SOURCE:
+===+

Hmmm ... perhaps Ruby/Windows is stripping off or not
stripping off an end-of-line character inappropriately?

I had the same problem a couple of weeks ago.

Use plain Windows, no Ruby, and you get the same kind of
results. It's just not possible to set an environment variable
to an empty string, on Windows.

gegroet,
Erik V. - http://www.erikveen.dds.nl/

----------------------------------------------------------------

H:\> set FOO=bar

H:\> echo %FOO%
bar

H:\> set FOO=

H:\> echo %FOO%
%FOO%

H:\> set FOO=''

H:\> echo %FOO%
''

H:\> set FOO=""

H:\> echo %FOO%
""

----------------------------------------------------------------
 
C

Curt Hibbs

Hi,

At Mon, 31 Jul 2006 15:37:02 +0900,
M. Edward (Ed) Borasky wrote in [ruby-talk:205137]:
Hmmm ... perhaps Ruby/Windows is stripping off or not stripping off an
end-of-line character inappropriately? This might be another piece of
Curt Hibbs' "mingw vs. Visual Studio for compiling Ruby" puzzle ...

+===+

EXERCISE SET:
(1) Summarize the message about empty environment variables on Windows in two sentences.
(2) Write out the message about empty environment variables on Windows from "I had the same" to "string, on Windows.".

[Point labeling examples]
+===+

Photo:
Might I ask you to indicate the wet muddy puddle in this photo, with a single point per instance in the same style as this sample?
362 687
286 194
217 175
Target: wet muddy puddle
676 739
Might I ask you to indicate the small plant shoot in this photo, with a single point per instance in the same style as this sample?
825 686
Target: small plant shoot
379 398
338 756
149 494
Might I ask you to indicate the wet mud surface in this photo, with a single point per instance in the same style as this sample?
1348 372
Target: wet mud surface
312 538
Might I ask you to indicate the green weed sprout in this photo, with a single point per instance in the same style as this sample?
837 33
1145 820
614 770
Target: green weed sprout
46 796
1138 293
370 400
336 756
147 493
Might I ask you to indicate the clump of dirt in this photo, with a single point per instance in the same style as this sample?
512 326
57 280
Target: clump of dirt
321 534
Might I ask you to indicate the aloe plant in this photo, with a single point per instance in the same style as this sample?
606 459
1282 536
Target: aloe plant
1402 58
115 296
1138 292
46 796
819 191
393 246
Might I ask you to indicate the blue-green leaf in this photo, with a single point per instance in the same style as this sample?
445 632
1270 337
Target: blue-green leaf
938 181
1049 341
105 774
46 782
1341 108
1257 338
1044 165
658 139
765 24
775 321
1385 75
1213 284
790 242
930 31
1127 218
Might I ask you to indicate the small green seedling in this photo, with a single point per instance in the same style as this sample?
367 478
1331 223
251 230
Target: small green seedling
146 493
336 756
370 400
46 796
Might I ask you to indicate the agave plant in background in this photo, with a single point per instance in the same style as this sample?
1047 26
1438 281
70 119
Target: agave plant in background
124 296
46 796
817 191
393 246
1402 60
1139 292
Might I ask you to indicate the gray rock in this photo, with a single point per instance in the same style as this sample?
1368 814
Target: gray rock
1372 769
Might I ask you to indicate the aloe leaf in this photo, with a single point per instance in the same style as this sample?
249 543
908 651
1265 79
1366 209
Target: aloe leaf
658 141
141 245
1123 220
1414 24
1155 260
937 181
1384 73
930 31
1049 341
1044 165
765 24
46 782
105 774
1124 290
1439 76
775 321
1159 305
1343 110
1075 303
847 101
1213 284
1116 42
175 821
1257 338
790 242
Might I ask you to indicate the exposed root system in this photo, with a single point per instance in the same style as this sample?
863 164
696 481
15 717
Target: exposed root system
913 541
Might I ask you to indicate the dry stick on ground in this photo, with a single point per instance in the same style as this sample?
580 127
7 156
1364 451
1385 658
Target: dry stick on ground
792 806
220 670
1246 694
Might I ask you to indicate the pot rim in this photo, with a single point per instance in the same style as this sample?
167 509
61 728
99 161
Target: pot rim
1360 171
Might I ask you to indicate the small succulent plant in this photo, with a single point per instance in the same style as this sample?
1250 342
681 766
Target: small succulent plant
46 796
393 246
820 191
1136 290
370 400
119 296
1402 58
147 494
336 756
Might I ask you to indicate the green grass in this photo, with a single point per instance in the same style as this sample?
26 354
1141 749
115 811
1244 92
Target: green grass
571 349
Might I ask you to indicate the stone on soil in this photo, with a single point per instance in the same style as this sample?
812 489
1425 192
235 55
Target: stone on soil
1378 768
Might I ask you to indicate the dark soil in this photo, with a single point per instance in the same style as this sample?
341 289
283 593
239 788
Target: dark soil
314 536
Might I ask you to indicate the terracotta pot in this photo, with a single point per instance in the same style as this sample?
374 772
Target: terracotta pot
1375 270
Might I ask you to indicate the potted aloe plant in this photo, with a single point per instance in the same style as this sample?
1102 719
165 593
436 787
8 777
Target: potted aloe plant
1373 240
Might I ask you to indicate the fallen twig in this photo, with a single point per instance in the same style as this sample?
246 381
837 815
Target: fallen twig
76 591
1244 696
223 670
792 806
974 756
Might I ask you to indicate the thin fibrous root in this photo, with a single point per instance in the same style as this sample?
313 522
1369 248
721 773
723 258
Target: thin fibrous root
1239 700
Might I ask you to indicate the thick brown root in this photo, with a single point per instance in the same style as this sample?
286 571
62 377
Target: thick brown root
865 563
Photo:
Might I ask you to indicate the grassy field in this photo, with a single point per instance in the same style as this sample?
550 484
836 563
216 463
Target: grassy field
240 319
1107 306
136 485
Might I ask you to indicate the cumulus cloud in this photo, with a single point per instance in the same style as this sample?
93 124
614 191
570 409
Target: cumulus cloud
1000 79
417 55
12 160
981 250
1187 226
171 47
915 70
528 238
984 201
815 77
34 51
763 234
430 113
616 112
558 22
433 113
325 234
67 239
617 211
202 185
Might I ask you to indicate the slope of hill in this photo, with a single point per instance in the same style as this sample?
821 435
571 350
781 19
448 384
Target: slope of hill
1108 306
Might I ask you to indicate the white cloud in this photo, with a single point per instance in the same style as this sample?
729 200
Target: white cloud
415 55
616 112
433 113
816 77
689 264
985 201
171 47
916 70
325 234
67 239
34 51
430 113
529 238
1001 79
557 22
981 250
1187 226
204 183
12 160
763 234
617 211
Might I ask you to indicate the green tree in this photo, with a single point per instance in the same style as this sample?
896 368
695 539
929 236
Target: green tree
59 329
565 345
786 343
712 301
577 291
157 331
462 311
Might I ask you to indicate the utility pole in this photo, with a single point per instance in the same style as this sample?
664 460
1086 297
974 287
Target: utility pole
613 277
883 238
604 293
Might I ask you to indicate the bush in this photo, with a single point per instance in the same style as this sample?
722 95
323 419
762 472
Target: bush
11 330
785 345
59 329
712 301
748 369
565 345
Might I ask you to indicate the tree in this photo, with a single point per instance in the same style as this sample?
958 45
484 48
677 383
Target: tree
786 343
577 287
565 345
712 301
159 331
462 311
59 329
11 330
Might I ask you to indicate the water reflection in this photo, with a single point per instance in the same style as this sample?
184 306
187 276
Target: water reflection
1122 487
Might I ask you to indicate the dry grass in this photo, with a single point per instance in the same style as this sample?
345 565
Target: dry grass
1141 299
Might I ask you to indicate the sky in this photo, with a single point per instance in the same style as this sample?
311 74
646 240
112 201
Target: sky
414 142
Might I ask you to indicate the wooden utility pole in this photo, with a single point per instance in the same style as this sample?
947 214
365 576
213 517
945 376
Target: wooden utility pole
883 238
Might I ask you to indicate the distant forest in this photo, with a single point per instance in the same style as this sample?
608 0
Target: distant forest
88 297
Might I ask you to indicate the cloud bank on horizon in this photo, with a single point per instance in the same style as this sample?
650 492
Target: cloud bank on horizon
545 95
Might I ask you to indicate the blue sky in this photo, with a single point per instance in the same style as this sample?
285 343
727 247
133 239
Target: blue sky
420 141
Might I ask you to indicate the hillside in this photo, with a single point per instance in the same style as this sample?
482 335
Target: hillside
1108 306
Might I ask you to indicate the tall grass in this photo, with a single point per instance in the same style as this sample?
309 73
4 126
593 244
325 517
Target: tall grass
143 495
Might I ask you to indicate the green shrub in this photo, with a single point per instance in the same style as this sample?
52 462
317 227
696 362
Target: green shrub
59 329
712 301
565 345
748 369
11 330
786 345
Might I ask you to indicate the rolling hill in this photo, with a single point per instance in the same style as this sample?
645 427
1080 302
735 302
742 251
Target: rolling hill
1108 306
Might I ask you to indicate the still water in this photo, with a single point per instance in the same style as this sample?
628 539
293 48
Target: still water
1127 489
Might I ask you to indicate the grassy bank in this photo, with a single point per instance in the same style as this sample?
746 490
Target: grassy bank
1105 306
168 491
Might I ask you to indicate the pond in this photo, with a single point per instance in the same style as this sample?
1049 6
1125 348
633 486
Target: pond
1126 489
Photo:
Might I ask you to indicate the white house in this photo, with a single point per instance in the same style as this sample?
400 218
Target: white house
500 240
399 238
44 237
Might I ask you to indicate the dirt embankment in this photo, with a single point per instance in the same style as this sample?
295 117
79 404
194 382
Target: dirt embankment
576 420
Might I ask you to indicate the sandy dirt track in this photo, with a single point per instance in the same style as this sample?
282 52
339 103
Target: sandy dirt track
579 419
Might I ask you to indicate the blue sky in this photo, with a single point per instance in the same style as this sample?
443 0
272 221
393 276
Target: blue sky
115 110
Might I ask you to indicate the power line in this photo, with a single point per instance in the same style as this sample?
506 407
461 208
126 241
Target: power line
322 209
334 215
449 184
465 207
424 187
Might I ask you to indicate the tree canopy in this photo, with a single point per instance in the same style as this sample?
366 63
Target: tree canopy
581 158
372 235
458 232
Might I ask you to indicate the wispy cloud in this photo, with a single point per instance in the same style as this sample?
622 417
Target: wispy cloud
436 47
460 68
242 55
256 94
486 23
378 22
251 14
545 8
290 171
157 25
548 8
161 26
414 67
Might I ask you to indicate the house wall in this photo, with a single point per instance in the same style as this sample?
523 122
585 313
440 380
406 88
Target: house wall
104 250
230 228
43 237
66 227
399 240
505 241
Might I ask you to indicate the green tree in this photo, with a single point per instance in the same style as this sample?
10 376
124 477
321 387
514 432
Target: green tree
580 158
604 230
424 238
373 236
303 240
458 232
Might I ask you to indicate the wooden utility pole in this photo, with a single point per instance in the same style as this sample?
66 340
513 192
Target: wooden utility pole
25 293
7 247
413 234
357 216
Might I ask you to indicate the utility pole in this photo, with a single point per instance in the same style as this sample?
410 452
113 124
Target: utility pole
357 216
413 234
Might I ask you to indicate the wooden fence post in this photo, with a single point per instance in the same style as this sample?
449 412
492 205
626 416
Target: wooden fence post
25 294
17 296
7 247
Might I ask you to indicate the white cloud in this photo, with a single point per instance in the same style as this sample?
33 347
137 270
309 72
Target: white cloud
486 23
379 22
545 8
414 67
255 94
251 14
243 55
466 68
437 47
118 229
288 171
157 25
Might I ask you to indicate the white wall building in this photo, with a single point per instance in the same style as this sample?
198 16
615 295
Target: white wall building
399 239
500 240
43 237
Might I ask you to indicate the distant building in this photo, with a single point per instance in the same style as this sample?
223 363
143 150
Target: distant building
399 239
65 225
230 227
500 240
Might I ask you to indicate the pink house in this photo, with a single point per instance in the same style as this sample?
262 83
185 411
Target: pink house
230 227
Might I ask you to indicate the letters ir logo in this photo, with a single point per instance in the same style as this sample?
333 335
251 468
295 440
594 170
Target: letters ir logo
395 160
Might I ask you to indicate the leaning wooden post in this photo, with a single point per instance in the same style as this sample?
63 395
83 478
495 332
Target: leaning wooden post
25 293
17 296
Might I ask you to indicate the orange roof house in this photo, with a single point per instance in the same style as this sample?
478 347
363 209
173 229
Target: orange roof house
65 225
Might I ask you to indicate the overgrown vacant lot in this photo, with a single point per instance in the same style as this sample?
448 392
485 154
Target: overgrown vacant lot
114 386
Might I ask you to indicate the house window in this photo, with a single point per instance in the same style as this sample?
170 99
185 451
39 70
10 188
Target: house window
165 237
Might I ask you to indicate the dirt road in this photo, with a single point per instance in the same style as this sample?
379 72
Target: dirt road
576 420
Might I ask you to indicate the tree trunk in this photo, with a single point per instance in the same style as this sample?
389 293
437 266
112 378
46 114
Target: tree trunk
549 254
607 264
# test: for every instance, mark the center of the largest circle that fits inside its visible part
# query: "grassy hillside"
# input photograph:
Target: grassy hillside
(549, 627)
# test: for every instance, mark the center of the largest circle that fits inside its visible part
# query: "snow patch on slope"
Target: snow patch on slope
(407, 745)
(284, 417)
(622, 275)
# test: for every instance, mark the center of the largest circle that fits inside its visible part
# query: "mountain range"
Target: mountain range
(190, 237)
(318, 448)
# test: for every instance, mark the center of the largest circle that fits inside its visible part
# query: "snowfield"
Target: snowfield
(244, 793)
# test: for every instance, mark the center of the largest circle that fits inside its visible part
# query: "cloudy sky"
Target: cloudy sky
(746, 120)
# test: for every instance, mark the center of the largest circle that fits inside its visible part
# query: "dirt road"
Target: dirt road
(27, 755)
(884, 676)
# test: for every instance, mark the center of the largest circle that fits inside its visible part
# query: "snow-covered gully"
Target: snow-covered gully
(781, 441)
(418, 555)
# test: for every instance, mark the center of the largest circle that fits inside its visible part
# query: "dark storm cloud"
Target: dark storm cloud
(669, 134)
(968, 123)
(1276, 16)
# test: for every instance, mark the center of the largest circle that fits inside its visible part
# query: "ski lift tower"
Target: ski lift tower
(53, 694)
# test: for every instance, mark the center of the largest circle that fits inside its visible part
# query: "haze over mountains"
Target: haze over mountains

+===+

SOLUTIONS TO EACH TASK:
(1) One writer wonders whether Ruby on Windows is inappropriately stripping, or failing to strip, an end-of-line character. A reply says plain Windows without Ruby gives the same kind of results because an environment variable cannot be set to an empty string on Windows, and command-line examples show that after "set FOO=" the echo prints %FOO%, while '' and "" are kept as literal values.

(2)
I had the same problem a couple of weeks ago.

Use plain Windows, no Ruby, and you get the same kind of
results. It's just not possible to set an environment variable
to an empty string, on Windows.